### TEXT SECTION

In addition, the theoretical analysis also derives a stability constraint: $\alpha_{\text{decay}} \geq \sqrt{\beta_{\text{increase}}}$. The strategy adopted by Seesaw, $(\sqrt{\alpha}, \alpha)$, lies exactly on the boundary of this constraint, making it the most aggressive yet stable choice in theory.
Experimental Conclusions
This paper validates the effectiveness of the Seesaw method through experiments on models with 150M, 300M, and 600M parameters. All models were pretrained at Chinchilla scale, i.e., with data size $D=20N$.
The figure above compares Seesaw (orange/green) with standard cosine annealing (blue) across different model scales. The top row (FLOPs vs Loss) shows comparable performance, while the bottom row (Wall Time vs Loss) shows that Seesaw saves significant time.
Summary of key experimental results:
- Matched performance, reduced time: Experiments show that within the critical batch size (CBS), Seesaw can match the final validation loss of the standard cosine annealing scheduler (see table below) while reducing wall-clock training time by about 36%. This confirms that Seesaw achieves substantial training acceleration without sacrificing model performance.
| Model Size | B=128 | B=256 | B=512 | B=1024 |
|---|---|---|---|---|
| 150M (cosine) | 3.0282 | 3.0353 | 3.0696 | 3.1214 |
| 150M (Seesaw) | 3.0208 | 3.0346 | 3.0687 | 3.1318 |
| 300M (cosine) | 2.8531 | 2.8591 | 2.8696 | 2.9369 |
| 300M (Seesaw) | 2.8452 | 2.8561 | 2.8700 | 2.9490 |
| 600M (cosine) | - | 2.6904 | 2.6988 | 2.7128 |
| 600M (Seesaw) | - | 2.6883 | 2.6944 | 2.7132 |
Comparison of final validation loss: Seesaw and cosine annealing perform similarly across different batch sizes.
- Verification of theoretical constraints: The experiments validate the most aggressive scheduling strategy derived from theory. As shown in the figure below, when the scheduling strategy violates the stability constraint ($\alpha < \sqrt{\beta}$, as in the red and purple lines), model performance degrades; whereas the boundary strategy used by Seesaw (green line) matches the baseline (blue line) well.
Experiments on the 150M model validate the effectiveness of the theoretical constraint. Overly aggressive batch-increase strategies (red, purple) lead to performance degradation.
- Limitations of the method: When the training batch size far exceeds the CBS, Seesaw’s advantage disappears, and its performance can even be worse than standard cosine annealing. As shown below, at very large batch sizes, Seesaw (green) cannot match the baseline (blue). This is because the “variance-dominated” assumption no longer holds in this regime; the noise in the gradients is very small, and learning-rate decay becomes indispensable and can no longer be replaced by increasing batch size.

### TASK TO CARRY OUT
Answer these questions from the Seesaw text.
1. On models of which three parameter sizes was Seesaw tested?
2. Within the critical batch size, by about what percentage does Seesaw reduce wall-clock training time?
3. Which assumption stops holding when the training batch size far exceeds the critical batch size?
Use only the Seesaw text to answer.

### PROVIDED MATERIAL
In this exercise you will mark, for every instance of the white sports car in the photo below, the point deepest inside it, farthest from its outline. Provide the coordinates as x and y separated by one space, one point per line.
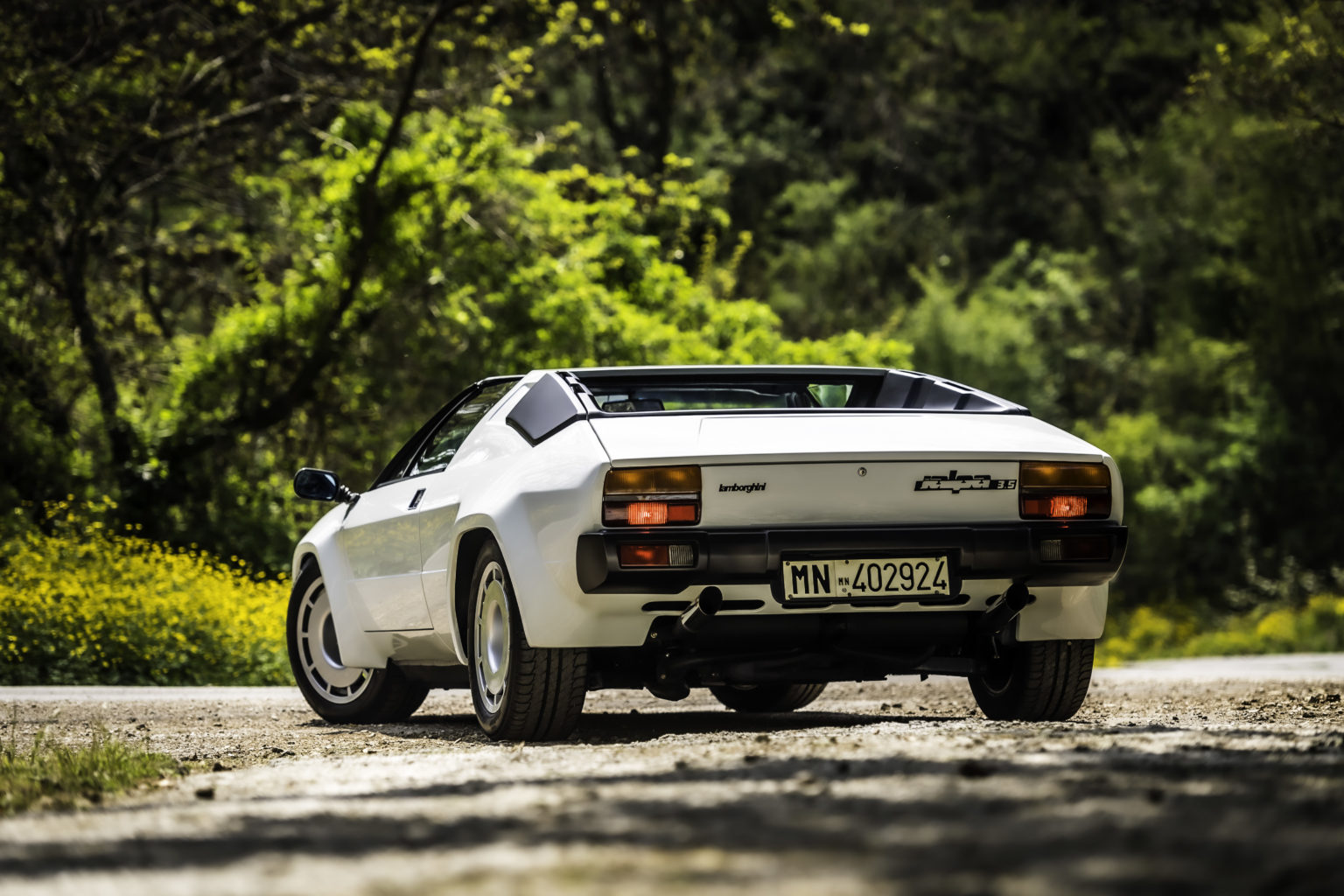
759 531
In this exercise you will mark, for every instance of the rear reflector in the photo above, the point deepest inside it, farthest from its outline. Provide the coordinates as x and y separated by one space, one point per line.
657 555
1080 547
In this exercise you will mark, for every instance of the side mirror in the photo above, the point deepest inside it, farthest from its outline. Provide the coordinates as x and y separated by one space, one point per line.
321 485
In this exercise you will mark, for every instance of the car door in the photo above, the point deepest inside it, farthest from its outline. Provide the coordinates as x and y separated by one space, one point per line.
381 537
441 502
382 532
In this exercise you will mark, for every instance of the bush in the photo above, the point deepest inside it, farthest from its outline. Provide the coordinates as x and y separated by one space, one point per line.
1148 633
80 604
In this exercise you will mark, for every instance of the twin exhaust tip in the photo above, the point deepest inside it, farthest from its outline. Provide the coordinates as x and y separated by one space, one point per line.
699 612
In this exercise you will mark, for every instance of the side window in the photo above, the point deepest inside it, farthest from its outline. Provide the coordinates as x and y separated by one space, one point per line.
451 434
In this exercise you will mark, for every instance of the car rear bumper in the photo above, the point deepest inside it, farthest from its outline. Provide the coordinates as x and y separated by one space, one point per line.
1020 552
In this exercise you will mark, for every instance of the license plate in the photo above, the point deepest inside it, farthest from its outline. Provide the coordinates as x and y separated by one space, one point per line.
865 579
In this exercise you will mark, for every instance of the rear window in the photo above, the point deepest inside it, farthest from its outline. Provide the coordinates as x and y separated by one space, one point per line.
642 398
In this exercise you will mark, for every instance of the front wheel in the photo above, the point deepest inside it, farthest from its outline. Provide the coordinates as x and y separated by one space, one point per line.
338 692
519 692
767 697
1035 682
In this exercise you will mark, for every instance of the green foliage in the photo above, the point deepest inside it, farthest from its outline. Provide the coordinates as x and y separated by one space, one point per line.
58 777
286 233
1148 633
85 604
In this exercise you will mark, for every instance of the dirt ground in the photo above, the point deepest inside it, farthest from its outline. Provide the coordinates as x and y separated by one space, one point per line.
1214 775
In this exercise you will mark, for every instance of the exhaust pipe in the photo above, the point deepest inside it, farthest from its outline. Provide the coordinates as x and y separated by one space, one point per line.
699 612
1003 612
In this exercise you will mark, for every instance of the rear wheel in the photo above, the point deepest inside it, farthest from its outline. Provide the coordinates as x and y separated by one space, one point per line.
338 692
767 697
1037 682
519 692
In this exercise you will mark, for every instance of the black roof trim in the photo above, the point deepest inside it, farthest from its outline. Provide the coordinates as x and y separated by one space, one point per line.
882 388
912 391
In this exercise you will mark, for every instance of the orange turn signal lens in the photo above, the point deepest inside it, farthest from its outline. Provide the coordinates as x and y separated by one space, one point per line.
652 496
1065 491
654 480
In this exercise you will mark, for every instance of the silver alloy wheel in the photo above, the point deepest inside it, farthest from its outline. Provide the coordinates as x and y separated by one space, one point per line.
320 653
492 637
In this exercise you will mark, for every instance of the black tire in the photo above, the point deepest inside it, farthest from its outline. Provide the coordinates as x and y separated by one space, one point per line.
1037 682
767 697
519 692
333 690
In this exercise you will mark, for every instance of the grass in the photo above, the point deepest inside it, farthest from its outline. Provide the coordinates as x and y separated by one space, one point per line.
49 775
84 601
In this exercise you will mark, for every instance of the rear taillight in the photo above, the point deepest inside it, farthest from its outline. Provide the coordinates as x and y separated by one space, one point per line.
1065 491
652 496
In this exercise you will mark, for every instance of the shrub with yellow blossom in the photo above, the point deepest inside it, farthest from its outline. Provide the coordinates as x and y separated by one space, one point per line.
82 602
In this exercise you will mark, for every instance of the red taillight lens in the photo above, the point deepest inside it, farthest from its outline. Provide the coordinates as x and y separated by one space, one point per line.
652 496
1065 491
646 514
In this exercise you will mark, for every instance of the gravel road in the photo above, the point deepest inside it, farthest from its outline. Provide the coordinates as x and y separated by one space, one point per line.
1221 775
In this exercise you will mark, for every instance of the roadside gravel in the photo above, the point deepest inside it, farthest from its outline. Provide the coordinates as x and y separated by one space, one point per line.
1219 775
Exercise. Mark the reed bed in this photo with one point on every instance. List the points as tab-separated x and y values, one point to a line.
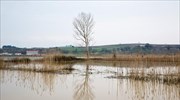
140	57
60	58
43	68
19	60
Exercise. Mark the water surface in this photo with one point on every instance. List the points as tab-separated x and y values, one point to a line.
87	81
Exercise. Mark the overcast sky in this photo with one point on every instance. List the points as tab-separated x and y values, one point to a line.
49	24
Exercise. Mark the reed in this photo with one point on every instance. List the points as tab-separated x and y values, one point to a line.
20	60
59	58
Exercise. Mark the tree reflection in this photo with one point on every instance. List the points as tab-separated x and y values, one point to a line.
83	90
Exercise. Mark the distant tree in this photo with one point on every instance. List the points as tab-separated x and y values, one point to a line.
83	28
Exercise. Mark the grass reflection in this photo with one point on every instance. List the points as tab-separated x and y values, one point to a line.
83	88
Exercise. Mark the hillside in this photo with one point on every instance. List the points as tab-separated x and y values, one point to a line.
103	49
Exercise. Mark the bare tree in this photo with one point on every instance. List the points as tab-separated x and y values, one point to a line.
83	25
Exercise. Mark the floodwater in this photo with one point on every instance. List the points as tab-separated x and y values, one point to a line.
88	81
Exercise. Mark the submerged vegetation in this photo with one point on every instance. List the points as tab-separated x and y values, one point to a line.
137	67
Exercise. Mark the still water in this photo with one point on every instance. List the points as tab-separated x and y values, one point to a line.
90	81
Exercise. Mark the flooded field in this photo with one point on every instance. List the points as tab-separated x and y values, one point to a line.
91	81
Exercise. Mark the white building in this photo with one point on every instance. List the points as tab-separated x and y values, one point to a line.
32	52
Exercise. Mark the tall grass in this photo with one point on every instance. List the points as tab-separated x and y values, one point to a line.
139	57
59	58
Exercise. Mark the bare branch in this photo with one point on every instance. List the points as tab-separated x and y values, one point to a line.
83	26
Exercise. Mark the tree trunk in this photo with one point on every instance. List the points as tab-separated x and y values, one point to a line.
87	52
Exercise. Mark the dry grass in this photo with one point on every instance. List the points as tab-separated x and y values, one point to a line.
140	57
59	59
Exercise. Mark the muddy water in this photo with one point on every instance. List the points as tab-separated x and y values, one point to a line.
90	81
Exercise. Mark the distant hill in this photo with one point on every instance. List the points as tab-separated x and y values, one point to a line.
144	48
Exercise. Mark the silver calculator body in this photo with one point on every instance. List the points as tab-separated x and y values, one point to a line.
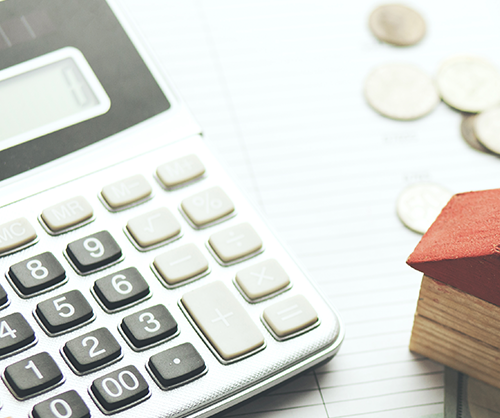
130	126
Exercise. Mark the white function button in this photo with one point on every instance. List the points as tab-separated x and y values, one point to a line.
290	316
181	264
15	235
235	243
126	192
262	279
223	321
176	172
155	227
207	207
67	214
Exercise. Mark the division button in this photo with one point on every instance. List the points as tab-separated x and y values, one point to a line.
126	192
223	321
182	170
67	214
120	389
208	206
64	312
68	404
121	289
94	252
153	228
176	365
262	279
15	334
33	375
235	243
37	274
15	234
149	326
181	264
92	350
290	316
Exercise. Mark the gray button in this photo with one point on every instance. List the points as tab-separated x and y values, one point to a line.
15	234
207	206
180	171
67	214
180	264
126	192
262	279
290	316
236	242
153	227
223	320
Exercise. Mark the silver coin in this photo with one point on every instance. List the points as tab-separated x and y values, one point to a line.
397	24
419	205
467	130
469	84
487	129
401	91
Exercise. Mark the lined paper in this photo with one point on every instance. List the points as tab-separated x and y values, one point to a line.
277	86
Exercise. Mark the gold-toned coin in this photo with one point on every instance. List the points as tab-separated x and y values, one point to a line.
469	84
401	91
397	24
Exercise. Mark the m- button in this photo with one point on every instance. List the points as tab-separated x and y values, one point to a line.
223	321
15	235
67	214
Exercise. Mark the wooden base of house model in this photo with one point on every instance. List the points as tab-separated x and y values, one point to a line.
458	330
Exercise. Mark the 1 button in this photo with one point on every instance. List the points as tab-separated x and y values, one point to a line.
262	279
289	317
32	376
65	405
64	312
126	192
181	264
233	244
156	227
177	172
119	389
15	235
207	207
94	252
149	326
15	334
121	289
68	214
37	274
92	351
223	321
176	366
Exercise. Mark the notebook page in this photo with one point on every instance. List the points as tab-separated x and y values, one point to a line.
277	86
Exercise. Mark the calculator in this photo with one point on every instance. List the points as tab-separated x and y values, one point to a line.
137	279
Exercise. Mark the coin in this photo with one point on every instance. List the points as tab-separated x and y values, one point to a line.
487	129
397	24
467	129
469	84
419	205
401	91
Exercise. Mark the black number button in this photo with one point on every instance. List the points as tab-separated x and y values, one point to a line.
15	334
66	405
119	389
94	252
121	289
92	350
33	375
37	274
149	326
176	365
64	312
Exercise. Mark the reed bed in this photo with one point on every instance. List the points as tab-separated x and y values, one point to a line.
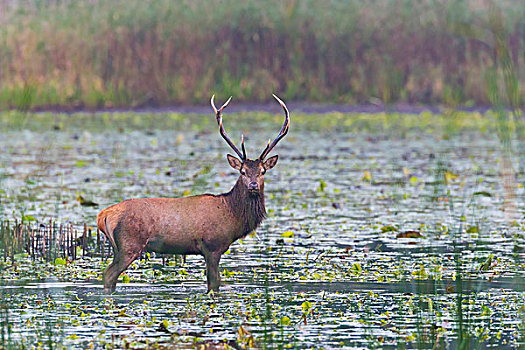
50	242
103	54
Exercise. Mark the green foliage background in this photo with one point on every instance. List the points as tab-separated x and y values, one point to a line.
131	53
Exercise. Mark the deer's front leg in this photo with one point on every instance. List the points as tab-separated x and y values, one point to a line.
212	267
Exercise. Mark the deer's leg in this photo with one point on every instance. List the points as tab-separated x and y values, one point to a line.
212	268
119	264
212	271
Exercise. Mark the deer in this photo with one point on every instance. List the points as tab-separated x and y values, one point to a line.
205	224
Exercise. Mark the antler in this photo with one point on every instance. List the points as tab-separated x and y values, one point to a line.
223	133
282	133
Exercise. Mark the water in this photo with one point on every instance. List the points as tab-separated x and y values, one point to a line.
329	266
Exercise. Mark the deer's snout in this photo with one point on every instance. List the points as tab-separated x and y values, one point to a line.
253	186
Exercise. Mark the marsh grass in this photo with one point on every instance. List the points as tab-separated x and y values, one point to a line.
98	54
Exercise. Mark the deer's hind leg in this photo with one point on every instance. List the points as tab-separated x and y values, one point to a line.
212	259
121	261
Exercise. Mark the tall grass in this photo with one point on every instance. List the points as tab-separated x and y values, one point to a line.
143	52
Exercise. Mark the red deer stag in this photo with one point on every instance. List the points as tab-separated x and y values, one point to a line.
205	224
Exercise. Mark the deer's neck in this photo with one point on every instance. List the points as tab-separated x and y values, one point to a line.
247	207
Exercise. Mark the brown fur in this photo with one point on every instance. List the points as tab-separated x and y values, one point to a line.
205	224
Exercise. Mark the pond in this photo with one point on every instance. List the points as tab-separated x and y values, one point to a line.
383	230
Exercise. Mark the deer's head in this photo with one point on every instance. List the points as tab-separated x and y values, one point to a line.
252	171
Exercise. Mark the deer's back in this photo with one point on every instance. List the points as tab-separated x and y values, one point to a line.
170	225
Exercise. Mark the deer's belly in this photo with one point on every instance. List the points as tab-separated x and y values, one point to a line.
172	246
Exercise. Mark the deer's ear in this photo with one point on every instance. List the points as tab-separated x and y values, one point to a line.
234	162
270	162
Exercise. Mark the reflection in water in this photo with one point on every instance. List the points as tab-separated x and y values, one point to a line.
336	262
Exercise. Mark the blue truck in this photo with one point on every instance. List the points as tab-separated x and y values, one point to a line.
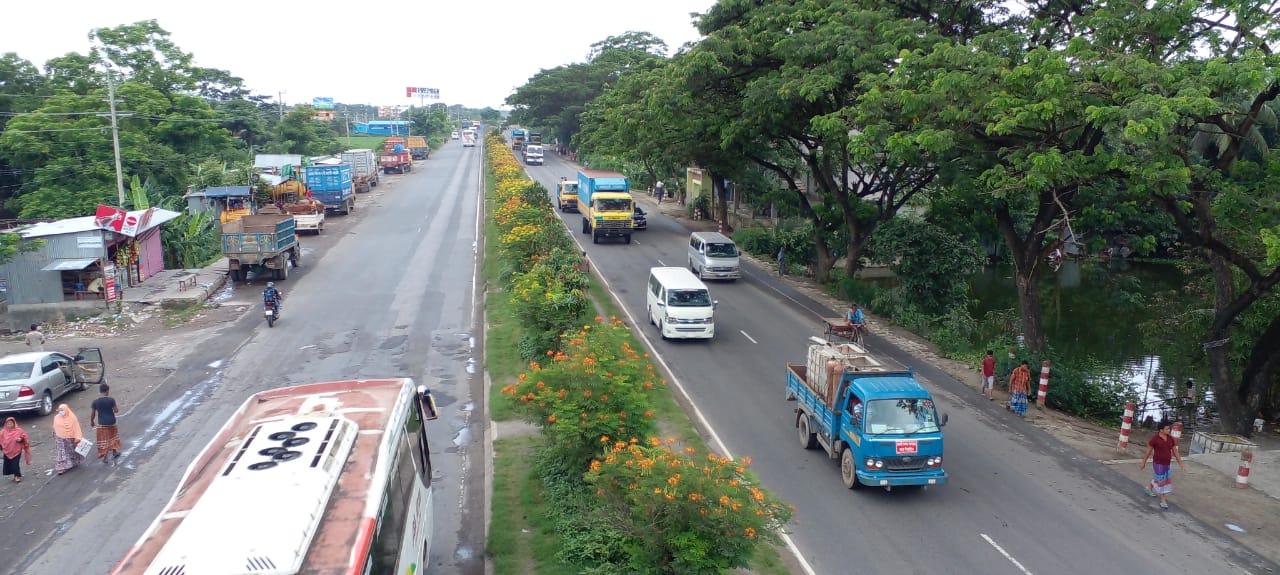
882	425
606	204
264	243
332	186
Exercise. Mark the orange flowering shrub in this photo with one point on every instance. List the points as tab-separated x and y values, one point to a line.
594	389
685	511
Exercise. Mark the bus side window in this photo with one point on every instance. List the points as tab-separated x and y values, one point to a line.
393	519
416	434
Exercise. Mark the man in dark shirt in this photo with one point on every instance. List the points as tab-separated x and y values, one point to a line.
103	419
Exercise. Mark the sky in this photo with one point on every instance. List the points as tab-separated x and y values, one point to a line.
474	51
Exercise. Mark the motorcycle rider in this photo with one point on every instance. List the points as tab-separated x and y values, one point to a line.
273	296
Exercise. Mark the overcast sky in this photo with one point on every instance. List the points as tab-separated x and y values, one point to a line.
474	51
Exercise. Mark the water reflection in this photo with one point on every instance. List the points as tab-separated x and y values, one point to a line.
1095	309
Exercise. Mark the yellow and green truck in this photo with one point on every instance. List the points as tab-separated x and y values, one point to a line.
606	204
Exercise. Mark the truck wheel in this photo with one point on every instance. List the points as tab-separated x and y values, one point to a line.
848	469
807	438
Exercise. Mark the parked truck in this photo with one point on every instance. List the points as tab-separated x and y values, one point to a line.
364	169
261	243
291	197
606	204
417	147
332	186
396	156
882	425
534	154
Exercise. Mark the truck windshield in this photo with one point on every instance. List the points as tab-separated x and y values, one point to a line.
721	250
689	299
613	205
901	416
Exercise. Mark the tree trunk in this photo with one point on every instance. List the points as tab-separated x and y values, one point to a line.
722	204
1260	375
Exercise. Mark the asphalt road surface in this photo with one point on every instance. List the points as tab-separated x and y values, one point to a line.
385	292
1018	501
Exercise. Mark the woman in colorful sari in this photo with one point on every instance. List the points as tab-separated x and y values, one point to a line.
14	443
67	436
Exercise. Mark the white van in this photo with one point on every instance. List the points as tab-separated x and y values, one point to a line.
713	256
680	305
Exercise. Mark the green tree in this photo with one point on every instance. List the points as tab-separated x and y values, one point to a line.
1187	144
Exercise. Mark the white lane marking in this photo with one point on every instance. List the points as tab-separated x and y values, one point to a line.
1001	550
698	414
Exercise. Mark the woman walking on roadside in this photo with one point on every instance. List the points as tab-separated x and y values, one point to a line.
14	443
67	436
1161	450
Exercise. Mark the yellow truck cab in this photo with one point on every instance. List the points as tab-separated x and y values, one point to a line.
606	204
566	195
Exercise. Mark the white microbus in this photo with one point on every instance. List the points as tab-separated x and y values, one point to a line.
320	479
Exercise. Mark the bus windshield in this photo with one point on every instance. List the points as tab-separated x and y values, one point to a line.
689	299
613	205
901	416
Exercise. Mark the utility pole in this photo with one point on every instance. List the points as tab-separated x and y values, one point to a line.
115	138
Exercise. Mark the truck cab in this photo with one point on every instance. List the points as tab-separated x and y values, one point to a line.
566	195
883	427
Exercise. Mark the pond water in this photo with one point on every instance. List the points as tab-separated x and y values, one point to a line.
1096	309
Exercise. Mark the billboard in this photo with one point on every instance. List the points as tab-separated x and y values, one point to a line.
126	223
423	92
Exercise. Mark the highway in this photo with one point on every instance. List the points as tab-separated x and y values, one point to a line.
388	291
1018	501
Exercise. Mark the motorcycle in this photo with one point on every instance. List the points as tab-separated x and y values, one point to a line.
272	311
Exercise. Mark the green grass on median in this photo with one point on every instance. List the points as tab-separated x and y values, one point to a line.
521	538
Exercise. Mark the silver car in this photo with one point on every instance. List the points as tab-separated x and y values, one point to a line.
33	380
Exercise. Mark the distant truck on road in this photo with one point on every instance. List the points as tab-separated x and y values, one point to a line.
606	204
261	243
396	156
534	154
882	425
417	147
364	169
332	186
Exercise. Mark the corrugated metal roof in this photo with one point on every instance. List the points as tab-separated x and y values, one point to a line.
87	224
277	160
69	265
223	191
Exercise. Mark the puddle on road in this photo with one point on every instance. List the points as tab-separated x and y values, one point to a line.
462	437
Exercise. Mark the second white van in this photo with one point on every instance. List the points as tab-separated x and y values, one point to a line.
713	255
680	305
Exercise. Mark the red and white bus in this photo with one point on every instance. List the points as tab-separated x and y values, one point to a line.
320	479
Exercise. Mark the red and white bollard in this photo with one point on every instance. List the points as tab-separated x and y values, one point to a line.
1242	475
1043	389
1127	424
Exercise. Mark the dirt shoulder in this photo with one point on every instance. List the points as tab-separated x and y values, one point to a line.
141	350
1203	492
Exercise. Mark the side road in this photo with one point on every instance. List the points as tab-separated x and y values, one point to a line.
1206	491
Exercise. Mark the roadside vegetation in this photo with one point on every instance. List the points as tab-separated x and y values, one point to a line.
606	487
181	127
967	137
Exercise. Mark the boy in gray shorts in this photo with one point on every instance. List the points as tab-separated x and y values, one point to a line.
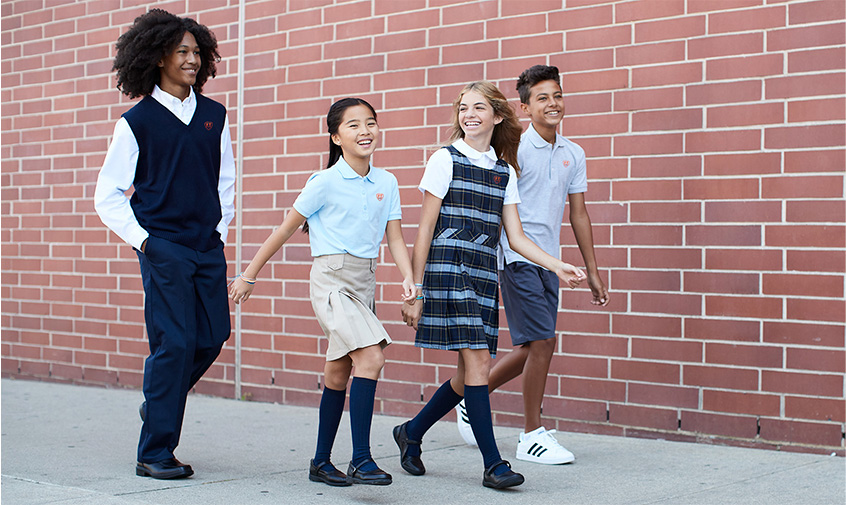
553	168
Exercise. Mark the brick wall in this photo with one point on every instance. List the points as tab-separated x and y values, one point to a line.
715	136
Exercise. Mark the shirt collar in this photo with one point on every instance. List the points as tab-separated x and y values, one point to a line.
347	171
170	101
538	141
474	155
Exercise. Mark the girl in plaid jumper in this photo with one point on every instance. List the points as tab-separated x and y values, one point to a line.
470	193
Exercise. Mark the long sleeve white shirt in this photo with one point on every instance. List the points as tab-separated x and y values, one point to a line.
118	172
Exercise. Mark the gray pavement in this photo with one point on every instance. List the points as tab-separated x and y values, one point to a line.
74	445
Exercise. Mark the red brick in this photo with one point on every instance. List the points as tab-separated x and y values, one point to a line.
730	92
570	18
811	36
663	419
728	140
832	160
804	86
816	261
640	99
819	409
804	136
744	212
802	432
745	66
741	403
816	310
816	110
763	18
816	60
717	424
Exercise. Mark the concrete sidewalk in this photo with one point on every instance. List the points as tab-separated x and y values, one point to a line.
72	445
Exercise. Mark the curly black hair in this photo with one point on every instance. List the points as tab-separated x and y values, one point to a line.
151	37
534	75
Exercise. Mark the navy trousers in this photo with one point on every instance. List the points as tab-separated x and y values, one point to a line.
186	309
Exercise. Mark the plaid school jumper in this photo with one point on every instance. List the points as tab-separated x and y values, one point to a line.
461	293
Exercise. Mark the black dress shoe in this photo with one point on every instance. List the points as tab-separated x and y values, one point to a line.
376	477
411	464
507	479
164	469
326	473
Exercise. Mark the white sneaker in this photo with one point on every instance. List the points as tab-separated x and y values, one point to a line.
464	428
540	446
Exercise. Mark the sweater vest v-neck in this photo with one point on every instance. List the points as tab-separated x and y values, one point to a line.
177	173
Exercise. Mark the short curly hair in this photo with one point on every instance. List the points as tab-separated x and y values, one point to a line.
534	75
151	37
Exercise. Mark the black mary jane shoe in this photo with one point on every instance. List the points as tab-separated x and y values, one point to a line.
165	469
326	473
411	464
509	478
376	477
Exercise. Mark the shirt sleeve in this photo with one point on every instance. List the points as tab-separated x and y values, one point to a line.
396	207
438	174
579	182
512	194
114	180
311	198
226	182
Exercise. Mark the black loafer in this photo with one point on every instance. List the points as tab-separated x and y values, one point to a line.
411	464
164	469
507	479
377	477
326	473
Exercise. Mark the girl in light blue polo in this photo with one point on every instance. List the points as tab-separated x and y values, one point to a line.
347	208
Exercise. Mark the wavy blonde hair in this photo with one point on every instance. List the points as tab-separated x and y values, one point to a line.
506	135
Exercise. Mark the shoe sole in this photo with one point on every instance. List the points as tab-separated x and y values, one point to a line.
336	484
163	476
535	459
514	481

### YOUR SOLUTION
1. 150M, 300M, and 600M parameters.
2. About 36%.
3. The "variance-dominated" assumption.